▶ Work task
From the line containing "Every instance of the woman's face" through the last line of the entries, set down every line exactly and add nothing.

Entries taken from a collection:
________________

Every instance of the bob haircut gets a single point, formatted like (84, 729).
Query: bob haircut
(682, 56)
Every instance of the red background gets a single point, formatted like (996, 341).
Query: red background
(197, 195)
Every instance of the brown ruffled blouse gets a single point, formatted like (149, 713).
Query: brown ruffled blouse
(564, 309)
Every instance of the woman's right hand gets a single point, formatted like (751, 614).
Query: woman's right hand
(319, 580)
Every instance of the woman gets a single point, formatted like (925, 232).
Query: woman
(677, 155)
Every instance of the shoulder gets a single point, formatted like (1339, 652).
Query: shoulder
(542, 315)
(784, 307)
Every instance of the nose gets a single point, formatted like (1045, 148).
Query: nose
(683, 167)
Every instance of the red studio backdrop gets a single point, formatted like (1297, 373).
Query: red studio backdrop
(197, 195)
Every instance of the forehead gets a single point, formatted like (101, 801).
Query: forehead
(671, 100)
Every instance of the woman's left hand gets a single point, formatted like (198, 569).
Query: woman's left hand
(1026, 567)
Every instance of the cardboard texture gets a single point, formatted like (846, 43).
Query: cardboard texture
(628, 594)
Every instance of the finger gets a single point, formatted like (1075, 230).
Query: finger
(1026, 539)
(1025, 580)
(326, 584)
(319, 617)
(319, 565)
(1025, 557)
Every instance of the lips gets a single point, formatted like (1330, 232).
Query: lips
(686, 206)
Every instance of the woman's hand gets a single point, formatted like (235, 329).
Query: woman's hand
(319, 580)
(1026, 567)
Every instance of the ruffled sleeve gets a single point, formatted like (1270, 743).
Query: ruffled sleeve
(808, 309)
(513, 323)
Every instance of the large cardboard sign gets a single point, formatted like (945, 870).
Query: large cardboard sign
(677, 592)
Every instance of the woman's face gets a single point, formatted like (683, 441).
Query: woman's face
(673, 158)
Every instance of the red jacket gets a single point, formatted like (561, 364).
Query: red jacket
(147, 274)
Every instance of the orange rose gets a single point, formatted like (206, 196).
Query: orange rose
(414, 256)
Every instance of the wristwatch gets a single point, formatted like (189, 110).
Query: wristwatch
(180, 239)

________________

▶ Your solution
Every instance of the woman's face gets a single point, formatted like (683, 441).
Query: woman's face
(673, 158)
Every instance of the red jacket gets a single point, formatted like (561, 364).
Query: red jacket
(147, 274)
Every instance of the orange rose gets a single point, formatted like (206, 196).
Query: orange rose
(414, 256)
Every instance of the wristwatch gets a single point, formatted like (189, 110).
Query: wristwatch
(180, 239)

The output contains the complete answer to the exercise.